◆ WHAT YOU HAVE TO DO: Please count the lines in the records that contain the word "below", and reply with the number alone.
## Start DATASET
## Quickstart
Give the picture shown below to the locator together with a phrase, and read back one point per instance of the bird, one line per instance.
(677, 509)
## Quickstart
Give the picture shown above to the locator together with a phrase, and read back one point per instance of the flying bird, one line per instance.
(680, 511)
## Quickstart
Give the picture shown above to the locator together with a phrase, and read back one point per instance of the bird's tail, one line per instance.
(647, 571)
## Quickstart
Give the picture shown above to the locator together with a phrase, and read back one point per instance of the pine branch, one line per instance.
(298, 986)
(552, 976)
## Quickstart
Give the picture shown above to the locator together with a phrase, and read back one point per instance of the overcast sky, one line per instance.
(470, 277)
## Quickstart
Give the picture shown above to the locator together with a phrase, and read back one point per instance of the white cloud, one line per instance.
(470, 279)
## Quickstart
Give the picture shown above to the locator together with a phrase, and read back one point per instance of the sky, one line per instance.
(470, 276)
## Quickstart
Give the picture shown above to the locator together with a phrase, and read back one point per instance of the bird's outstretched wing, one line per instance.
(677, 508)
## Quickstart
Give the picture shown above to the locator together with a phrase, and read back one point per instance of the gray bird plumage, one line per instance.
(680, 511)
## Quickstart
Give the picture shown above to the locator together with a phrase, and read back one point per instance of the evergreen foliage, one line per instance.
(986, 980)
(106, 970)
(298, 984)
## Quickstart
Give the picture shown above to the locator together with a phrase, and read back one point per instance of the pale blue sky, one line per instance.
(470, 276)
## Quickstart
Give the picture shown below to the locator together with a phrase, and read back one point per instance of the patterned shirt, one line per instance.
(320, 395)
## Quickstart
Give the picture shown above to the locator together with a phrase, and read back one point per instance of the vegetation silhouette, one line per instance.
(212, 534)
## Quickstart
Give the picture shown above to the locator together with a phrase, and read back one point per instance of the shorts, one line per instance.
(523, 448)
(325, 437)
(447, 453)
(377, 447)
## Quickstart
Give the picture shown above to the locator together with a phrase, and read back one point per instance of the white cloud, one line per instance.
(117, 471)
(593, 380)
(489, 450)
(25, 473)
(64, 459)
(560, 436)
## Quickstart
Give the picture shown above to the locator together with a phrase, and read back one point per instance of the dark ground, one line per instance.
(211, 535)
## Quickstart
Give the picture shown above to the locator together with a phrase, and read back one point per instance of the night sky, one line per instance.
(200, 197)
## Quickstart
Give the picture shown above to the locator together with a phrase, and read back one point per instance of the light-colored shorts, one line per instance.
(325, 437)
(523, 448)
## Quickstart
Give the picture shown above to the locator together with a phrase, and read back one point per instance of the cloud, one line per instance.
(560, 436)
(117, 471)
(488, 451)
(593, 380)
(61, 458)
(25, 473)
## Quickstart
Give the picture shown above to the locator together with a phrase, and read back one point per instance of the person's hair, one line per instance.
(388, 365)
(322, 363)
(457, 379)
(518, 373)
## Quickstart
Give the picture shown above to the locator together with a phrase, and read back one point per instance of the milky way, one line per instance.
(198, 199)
## End DATASET
◆ REPLY: 2